→ TUGAS LATIHAN
• 1. Menurut kutipan tentang globalisasi, kekuatan lembaga apa yang dipinjam negara-negara maju untuk menekan negara-negara lain agar melakukan deregulasi, privatisasi, dan liberalisasi?
• 2. Tuliskan lanjutan kutipan tentang globalisasi dan perusak lingkungan, dimulai setelah kalimat terakhirnya.

→ KUTIPAN PILIHAN
Setidaknya ada 3 (tiga) jenis perusak lingkungan yang hadir di dunia dan mengancam keselamatan dan kesejahteraan masyarakat lokal di negara-negara berkembang. Pertama, adalah industri pertanian global, kedua, industri pertambangan, dan ketiga, adalah industri kehutanan. Globalisasi  memperlihatkan 2 (dua) dimensi yakni, pertama dimensi ekonomi dan korporasi (economic and corporation globalization). Kedua, dimensi politik dan negara (political and state globalization). Kedua dimensi tersebut nampak pada kebijakan yang diskenariokan dan didesain oleh  negara-negara maju yang tergabung dalam G 8 melalui 3 (tiga) lembaga yaitu, pertama lembaga keuangan internasional (International Financial Institutions/IFI’s), kedua Organisasi Perdangangan Dunia (World Trade Organization/WTO), dan ketiga perusahaan multinasional (Multinational Corporation/MNC). Melalui  lembaga-lembaga tersebut, negara-negara maju semakin memperkokoh hegemoni mereka untuk mengatur dan mengontrol sumber-sumber di dunia. Lewat tangan WTO mereka mengatur kebijakan perdagangan dunia. Kemudian dengan meminjam kekuatan IMF, mereka menekan negara-negara untuk melakukan deregulasi, privatisasi, dan liberalisasi.
Gejala ini menunjukkan bahwa kekuasaan korporasi kini telah menyaingi kekuasaan ekonomi negara-negara yang mana proses tersebut bukan terjadi secara alamiah tetapi berdasarkan suatu rancangan kebijakan politik-ekonomi yang kini dikenal sebagai neoliberalisme dan globalisasi kapitalis. Demikian juga halnya dengan tata ruang kota yang hanya memfasilitasi kepentingan pemodal melalui pembangunan apartemen, mal, dan sentra-sentra bisnis lainnya melalui penggusuran hunian masyarakat miskin kota sebangun dengan kecenderungan terjadinya komodifikasi ruang-ruang publik sebagai nafas utama kapitalisme.

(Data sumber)

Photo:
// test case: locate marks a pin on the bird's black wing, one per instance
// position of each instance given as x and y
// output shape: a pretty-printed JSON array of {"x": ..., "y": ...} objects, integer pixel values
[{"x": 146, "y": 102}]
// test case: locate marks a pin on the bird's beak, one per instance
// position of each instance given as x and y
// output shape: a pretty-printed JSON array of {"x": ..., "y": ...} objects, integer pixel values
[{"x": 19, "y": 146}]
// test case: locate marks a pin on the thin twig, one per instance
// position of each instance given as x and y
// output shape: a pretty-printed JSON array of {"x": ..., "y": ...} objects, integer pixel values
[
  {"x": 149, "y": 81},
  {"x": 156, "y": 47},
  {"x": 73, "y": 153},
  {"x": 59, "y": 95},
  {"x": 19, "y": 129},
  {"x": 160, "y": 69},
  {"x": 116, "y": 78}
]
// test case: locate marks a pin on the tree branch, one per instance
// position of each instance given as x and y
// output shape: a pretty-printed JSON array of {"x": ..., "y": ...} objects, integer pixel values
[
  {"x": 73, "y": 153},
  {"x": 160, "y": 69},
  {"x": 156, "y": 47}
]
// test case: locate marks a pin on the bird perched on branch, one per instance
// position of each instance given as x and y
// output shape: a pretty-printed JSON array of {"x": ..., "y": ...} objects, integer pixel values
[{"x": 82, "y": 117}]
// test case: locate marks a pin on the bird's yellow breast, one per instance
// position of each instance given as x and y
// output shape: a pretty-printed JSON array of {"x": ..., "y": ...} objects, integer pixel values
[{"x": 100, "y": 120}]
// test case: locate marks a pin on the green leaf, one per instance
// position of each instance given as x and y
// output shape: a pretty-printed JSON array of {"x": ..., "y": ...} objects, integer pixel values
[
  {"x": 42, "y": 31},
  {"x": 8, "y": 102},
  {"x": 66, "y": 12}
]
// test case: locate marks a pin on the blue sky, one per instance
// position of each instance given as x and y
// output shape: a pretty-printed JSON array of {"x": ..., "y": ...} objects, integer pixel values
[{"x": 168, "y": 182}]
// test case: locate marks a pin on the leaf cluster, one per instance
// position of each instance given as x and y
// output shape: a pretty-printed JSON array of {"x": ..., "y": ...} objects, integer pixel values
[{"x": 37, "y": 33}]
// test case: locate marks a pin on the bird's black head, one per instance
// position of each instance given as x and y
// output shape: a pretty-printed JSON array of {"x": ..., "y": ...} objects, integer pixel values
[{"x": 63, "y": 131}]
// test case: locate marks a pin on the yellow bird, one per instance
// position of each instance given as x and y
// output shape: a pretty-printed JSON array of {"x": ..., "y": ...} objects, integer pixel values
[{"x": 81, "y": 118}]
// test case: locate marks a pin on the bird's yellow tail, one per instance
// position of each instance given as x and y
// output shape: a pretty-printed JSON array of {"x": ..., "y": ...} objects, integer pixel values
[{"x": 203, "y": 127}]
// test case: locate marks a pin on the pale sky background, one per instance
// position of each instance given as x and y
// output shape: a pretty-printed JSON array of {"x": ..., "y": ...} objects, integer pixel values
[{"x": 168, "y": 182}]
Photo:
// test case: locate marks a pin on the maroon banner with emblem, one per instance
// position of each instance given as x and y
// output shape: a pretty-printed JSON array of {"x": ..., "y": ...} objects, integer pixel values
--
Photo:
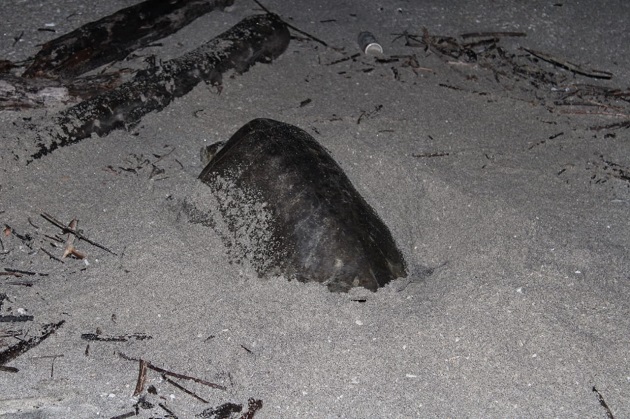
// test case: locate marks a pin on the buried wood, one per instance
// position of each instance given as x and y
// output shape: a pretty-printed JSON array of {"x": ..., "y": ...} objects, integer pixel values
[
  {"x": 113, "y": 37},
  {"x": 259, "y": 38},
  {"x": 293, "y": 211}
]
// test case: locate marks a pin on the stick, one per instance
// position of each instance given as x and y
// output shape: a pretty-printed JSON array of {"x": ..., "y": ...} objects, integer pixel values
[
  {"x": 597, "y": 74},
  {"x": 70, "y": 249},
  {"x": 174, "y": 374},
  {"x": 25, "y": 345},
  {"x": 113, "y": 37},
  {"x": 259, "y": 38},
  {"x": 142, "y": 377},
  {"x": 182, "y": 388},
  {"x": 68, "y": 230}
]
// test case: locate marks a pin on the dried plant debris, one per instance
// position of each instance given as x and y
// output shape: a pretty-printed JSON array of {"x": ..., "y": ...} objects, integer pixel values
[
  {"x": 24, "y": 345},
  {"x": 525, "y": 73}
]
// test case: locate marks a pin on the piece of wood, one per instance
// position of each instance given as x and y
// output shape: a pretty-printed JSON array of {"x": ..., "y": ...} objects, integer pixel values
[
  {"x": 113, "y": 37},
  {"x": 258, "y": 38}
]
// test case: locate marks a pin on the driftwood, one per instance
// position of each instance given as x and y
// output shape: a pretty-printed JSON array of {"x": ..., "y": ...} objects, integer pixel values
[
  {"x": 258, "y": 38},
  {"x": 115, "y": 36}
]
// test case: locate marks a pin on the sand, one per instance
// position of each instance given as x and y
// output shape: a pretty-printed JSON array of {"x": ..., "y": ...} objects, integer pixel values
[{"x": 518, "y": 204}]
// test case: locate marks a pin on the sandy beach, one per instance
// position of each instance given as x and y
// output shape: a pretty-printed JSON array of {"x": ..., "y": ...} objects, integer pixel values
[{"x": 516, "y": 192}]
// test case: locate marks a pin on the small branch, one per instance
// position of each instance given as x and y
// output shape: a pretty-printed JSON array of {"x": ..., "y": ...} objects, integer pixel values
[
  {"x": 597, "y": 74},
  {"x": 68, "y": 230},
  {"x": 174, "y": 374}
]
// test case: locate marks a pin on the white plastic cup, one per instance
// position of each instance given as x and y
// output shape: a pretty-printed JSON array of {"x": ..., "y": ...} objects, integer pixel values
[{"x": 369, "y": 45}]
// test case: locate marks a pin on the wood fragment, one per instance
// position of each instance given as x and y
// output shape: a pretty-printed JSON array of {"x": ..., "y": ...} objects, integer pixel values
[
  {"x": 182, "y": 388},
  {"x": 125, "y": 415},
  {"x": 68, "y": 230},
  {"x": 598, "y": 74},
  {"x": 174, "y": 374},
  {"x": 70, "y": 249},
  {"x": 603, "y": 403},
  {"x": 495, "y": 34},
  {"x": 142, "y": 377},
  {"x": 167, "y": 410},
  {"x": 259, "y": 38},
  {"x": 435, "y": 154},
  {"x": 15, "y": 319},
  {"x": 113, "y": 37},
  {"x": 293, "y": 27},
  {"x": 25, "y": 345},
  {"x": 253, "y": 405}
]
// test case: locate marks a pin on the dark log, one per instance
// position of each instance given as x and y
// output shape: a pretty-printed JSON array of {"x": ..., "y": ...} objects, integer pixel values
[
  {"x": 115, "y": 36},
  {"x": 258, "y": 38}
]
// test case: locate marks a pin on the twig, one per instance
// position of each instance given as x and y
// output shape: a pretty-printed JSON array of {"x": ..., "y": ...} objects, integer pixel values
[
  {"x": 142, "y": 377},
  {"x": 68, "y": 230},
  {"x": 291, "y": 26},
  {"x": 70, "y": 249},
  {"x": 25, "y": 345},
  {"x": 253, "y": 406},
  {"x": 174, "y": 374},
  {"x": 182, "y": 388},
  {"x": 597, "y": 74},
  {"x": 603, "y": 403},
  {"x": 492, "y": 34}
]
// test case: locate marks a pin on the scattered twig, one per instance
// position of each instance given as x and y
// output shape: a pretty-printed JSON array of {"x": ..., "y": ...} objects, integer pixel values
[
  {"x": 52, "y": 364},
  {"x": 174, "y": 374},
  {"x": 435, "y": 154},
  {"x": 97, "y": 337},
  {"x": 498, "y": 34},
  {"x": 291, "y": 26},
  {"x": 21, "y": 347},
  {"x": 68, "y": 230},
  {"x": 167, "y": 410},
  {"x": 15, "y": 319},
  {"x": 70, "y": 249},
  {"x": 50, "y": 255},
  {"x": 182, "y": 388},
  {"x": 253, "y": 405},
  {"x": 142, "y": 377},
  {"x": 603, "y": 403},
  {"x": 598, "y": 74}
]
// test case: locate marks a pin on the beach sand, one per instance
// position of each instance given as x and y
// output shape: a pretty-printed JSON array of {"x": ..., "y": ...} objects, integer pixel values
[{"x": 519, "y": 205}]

→ JAWABAN TUGAS
• 1. Kekuatan IMF.

• 2.
Kerusakan lingkungan di kawasan industri Exxon Mobil Oil (Aceh), Freeport (Papua), Newmont Minahasa (Sulaewsi Utara), dan Newmont Nusa Tenggara (NTB) jika dianalisis berdampak berlipat ganda dan berefek domino ketika model Pemerintah yang otoriter berpadu dengan factor kekuatan modal internasional.  Di desa Buyat Pantai, Sulawesi Utara, lokasi pembuangan limbah penambangan emas PT Newmont Minaha misalnya, beberapa perempuan dan anak-anak seperti kehilangan harapan hidup karena tidak mampu lagi menghadapi proses pemiskinan akibat hancurnya perairan tempat menangkap ikan.  Bahkan pada kasus terbaru yaitu terjadinya banjir lumpur di Sidoarjo yang menenggelamkan 10 desa dalam 3 kecamatan, diduga akibat kelalaian yang dilakukan oleh PT. Minarak Lapindo anak perusahaan milik Bumi Resources milik keluarga Bakrie. Kondisi ini  merefleksikan 2 (dua) persoalan besar sebagai akibat dari konflik kepentingan  antara rakyat dan investasi  yang berdampak pada masyarakat, yakni pertama kehilangan tanah (wilayah kelola) dan kedua kerusakan lingkungan. Hal tersebut seiring sejalan dengan lemahnya penegakan hukum lingkungan yang disebabkan kurangnya pemahaman para penegak hukum mengenai penerapan sanksi hukum pidana, dimana lebih mengutamakan konsep Ultimum Remedium (Pidana sebagai sarana terakhir), padahal akibat yang ditimbulkan sangat besar, berdampak luas dan mengancam kelangsungan hidup generasi mendatang, dalam konteks ini negara sebagai penjamin dan pengelola Sumber Daya Alam yang terkandung di bumi Indonesia sebagaimana amanat konstitusi, dinilai telah gagal karena lebih mendahulukan kepentingan pemilik modal (capital resources) dan kepentingan perusahaan asing (Foreign Capital), dibandingkan kesejahteraan rakyatnya. Berbagai latar belakang permasalahan inilah yang menjadikan kejahatan Lingkungan sebagai Transnasional Crime atau kejahatan Transnasional, dimana banyak kekayaan alam yang terkandung di bumi Indonesia terkuras habis oleh kepentingan pemilik perusahaan asing, baik secara legal maupun ilegal, mulai dari pertambangan ilegal, hingga pembalakan liar, dan semua berjalan secara sistematis melibatkan unsur-unsur pemangku kebijakan serta aparat penegak hukum.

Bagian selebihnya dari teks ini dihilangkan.